* _Given problem_:
All of the data should be output character for character, except the pictures.

* _Excerpted records_:
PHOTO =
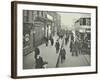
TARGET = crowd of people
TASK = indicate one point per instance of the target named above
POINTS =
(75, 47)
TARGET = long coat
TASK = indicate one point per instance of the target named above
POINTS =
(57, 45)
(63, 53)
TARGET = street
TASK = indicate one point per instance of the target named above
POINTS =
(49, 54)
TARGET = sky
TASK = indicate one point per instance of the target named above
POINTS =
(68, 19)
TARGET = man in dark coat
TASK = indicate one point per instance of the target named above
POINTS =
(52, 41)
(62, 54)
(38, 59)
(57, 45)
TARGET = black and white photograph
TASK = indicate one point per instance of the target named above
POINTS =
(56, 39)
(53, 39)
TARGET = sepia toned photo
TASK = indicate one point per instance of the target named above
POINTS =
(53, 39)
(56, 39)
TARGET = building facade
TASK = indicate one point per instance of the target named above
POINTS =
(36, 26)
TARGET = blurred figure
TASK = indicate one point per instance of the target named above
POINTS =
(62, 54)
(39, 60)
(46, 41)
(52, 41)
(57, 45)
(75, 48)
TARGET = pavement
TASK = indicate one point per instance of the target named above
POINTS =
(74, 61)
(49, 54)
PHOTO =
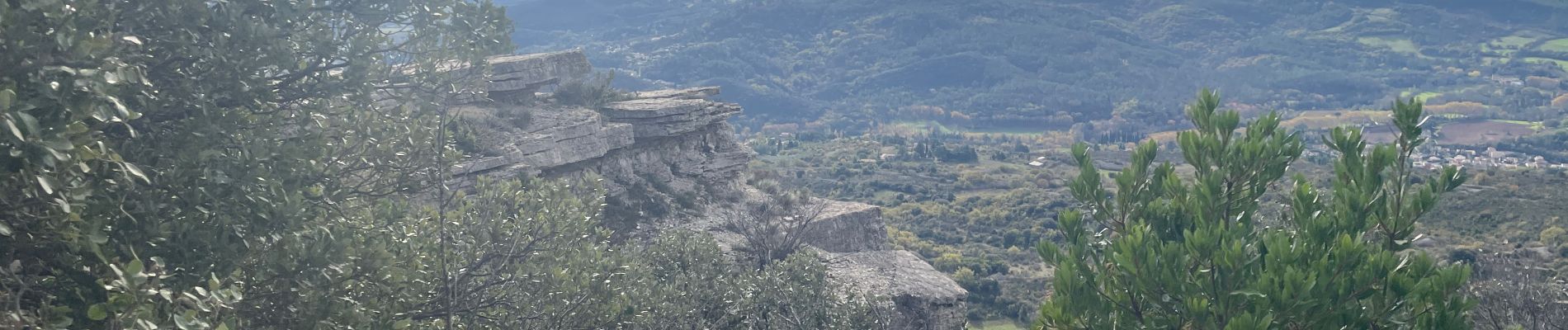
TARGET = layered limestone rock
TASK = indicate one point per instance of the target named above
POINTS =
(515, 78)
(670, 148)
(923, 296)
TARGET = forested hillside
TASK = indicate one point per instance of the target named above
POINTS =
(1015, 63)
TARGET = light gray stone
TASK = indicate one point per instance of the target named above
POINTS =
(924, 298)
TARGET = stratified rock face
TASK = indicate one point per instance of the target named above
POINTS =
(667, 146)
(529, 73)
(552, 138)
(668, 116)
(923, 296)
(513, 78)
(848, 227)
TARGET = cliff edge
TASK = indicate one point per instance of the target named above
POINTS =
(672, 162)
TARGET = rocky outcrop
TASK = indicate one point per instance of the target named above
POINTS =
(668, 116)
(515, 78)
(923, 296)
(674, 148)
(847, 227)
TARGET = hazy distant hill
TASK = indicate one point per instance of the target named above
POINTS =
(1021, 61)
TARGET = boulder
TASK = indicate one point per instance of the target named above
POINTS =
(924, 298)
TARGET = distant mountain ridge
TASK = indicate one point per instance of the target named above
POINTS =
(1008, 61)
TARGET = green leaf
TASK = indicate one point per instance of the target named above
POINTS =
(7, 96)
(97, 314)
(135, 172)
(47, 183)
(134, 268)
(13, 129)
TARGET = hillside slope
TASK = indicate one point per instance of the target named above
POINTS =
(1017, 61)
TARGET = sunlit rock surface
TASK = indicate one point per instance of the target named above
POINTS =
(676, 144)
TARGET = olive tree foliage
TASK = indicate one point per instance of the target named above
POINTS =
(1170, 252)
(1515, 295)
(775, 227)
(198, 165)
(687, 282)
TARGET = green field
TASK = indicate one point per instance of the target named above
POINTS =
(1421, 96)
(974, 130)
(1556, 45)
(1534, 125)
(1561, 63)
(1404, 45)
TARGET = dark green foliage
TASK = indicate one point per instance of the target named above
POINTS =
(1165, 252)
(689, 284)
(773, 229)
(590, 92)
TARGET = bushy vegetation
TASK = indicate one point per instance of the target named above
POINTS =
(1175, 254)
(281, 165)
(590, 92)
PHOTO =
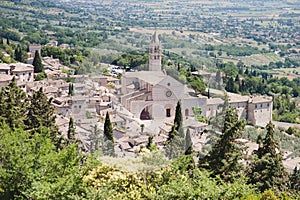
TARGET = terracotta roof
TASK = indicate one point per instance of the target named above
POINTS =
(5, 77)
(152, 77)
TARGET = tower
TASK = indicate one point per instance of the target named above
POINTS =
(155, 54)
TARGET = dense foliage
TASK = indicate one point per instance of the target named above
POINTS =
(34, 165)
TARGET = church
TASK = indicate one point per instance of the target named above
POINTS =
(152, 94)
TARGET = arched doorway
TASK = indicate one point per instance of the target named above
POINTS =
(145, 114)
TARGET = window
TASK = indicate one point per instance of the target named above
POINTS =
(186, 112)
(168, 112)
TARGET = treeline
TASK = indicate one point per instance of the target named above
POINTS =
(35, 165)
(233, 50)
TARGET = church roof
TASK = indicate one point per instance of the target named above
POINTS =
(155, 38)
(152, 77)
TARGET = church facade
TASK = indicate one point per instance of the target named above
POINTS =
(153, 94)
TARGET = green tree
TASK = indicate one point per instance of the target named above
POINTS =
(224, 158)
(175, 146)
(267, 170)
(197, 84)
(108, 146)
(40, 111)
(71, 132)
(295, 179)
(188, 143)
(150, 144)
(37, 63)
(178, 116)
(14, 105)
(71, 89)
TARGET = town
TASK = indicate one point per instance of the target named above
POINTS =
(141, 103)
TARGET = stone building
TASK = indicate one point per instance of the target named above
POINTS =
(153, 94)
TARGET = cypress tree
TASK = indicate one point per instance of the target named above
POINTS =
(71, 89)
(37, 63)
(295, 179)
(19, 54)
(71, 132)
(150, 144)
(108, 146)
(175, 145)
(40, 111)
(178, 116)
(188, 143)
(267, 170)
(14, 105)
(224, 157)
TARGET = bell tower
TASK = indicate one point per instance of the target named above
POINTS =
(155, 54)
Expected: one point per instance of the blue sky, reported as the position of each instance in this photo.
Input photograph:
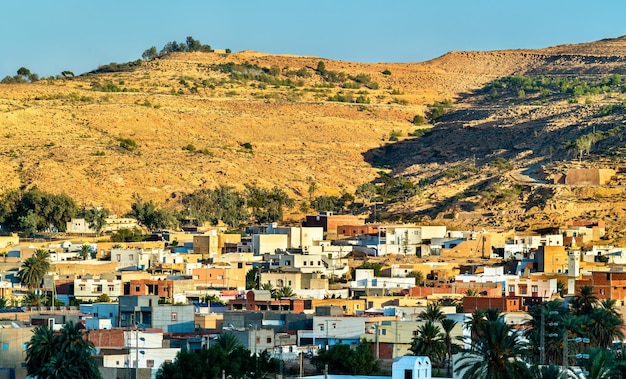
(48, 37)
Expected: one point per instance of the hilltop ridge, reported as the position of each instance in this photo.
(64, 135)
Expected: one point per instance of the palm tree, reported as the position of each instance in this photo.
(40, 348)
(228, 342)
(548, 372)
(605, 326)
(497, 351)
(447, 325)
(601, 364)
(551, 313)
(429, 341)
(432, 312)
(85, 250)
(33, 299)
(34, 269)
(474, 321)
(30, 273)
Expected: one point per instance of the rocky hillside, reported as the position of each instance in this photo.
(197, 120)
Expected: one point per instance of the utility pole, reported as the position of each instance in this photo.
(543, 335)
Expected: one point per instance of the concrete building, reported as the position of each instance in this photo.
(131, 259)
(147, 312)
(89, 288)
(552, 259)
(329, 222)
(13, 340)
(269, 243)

* _Correct answer_:
PHOTO =
TARGET = crowd of people
TASK = indicate one point per instance of the target named above
POINTS =
(75, 47)
TARGET = long coat
TASK = indicate one point per instance of the target named above
POINTS =
(57, 45)
(63, 53)
TARGET = street
TASK = indicate one point per instance of the target named above
POINTS =
(49, 54)
TARGET = sky
TASK = indicate one point per instance of the target named above
POINTS =
(68, 19)
TARGET = man in dark coat
TASK = indicate one point per instance of the target named above
POINTS =
(52, 41)
(62, 54)
(38, 59)
(57, 45)
TARGET = black and white photograph
TASK = indicate one point per instance of the target named above
POINTS =
(56, 39)
(53, 39)
TARGET = sepia toned photo
TASK = indicate one point per instance of the target named above
POINTS =
(53, 39)
(56, 39)
TARGET = building facade
TASK = indicate one point per instance of the target named above
POINTS =
(36, 26)
TARGET = blurred figure
TASK = indicate one point per instance of the target named above
POINTS =
(62, 54)
(39, 60)
(46, 41)
(52, 41)
(57, 45)
(75, 48)
TARGET = pavement
TASK = indicate one point per instance of the target named above
POINTS =
(74, 61)
(49, 54)
PHOTO =
TARGET = layered limestone rock
TASK = indicate one point per instance of the target named above
POINTS =
(515, 78)
(670, 148)
(923, 296)
TARGET = forested hillside
TASK = indicate one point per instance of the target named above
POINTS =
(1015, 63)
TARGET = light gray stone
TASK = indicate one point per instance of the target named above
POINTS =
(924, 298)
TARGET = stratified rock face
TASK = indicate one point per instance of the target named above
POINTS =
(667, 146)
(529, 73)
(552, 138)
(668, 116)
(923, 296)
(513, 78)
(848, 227)
TARGET = cliff edge
TASK = indicate one point per instance of the target named above
POINTS =
(672, 162)
TARGET = rocky outcrop
TASK = indicate one point per instance of the target named above
POINTS =
(668, 116)
(515, 78)
(923, 296)
(674, 148)
(847, 227)
TARGET = hazy distant hill
TASK = indicate one point per instance of the target named above
POINTS =
(1021, 61)
TARGET = boulder
TASK = indicate one point per instance of the target named above
POINTS =
(924, 298)
TARGET = distant mountain ridge
TASK = indicate one point per instance of the target named above
POINTS =
(1008, 61)
TARGET = green leaf
TASK = indicate one point per instance of the target named above
POINTS =
(7, 96)
(97, 314)
(135, 172)
(47, 183)
(134, 268)
(13, 129)
TARGET = hillside slope
TASK = indicate one point per instance of the target named above
POINTS =
(1017, 61)
TARGET = sunlit rock surface
TASK = indicate one point per instance of the target named above
POINTS =
(676, 144)
TARGET = olive tree foliage
TASK = indicate one point per instance of the target named above
POINTS =
(1170, 252)
(1515, 295)
(775, 227)
(198, 165)
(687, 282)
TARGET = green field
TASK = indicate one point per instance of the target named above
POINTS =
(1421, 96)
(974, 130)
(1556, 45)
(1534, 125)
(1561, 63)
(1404, 45)
TARGET = dark green foliage
TASK = indicate one point per instance of the target named above
POINTS =
(1165, 252)
(689, 284)
(773, 229)
(590, 92)
TARGET = bushy vegetation
TASK = indicate one point per instance of the target named above
POINTS =
(1175, 254)
(281, 165)
(590, 92)
PHOTO =
TARGET = terracotta roof
TASK = indicate one point per instance of the target named above
POINTS =
(5, 77)
(152, 77)
TARGET = tower
TASK = indicate one point per instance of the target named above
POINTS =
(155, 54)
TARGET = dense foliage
TASK = indicate one point per instance of the target named above
POINTS =
(34, 165)
TARGET = church
TASK = indicate one point per instance of the target named above
POINTS =
(152, 94)
TARGET = arched doorway
TASK = indicate one point per instance of the target named above
POINTS =
(145, 114)
TARGET = window
TASK = indicate one point per instance of the target named above
POINTS =
(186, 112)
(168, 112)
TARGET = treeline
TASK = indicate one point per instance of the target named above
POINTS =
(35, 165)
(233, 50)
TARGET = church roof
TASK = indicate one point per instance of the target named above
POINTS =
(155, 38)
(152, 77)
TARGET = church facade
TASK = indicate one point per instance of the target named above
POINTS =
(153, 94)
TARGET = green tree
TASK = indicate one point per instance of the target named above
POINTS =
(224, 158)
(175, 146)
(267, 170)
(197, 84)
(108, 146)
(40, 111)
(71, 132)
(295, 179)
(188, 143)
(150, 144)
(37, 63)
(178, 116)
(14, 105)
(71, 89)
TARGET = town
TASK = indicate one point per instance of the target named above
POINTS =
(141, 103)
TARGET = stone building
TASK = indicate one point per instance of the target named above
POINTS =
(153, 94)
TARGET = cypress tree
TASK = indicate one point per instance of the target named above
POINTS =
(71, 89)
(37, 63)
(295, 179)
(19, 54)
(71, 132)
(150, 144)
(108, 146)
(175, 145)
(40, 111)
(178, 116)
(188, 143)
(267, 170)
(14, 105)
(224, 157)
TARGET = bell tower
TASK = indicate one point per instance of the target named above
POINTS =
(155, 54)
Expected: one point per instance of the blue sky, reported as the position of each instance in this photo.
Input photograph:
(48, 37)
Expected: one point per instance of the hilltop ridge, reported as the position of each instance in this photo.
(64, 135)
Expected: one point per instance of the palm tree, reported as the position of each instance in this photo.
(40, 348)
(228, 342)
(548, 372)
(605, 326)
(497, 351)
(447, 325)
(601, 364)
(551, 313)
(429, 341)
(432, 312)
(85, 250)
(33, 299)
(34, 269)
(474, 321)
(30, 273)
Expected: one point per instance of the rocky hillside, reported as the position of each instance in this photo.
(197, 120)
Expected: one point per instance of the utility pole, reported as the position of each instance in this photo.
(543, 335)
Expected: one point per instance of the concrete building, reported as the position of each instance in this photo.
(131, 259)
(147, 312)
(89, 288)
(552, 259)
(329, 222)
(13, 340)
(269, 243)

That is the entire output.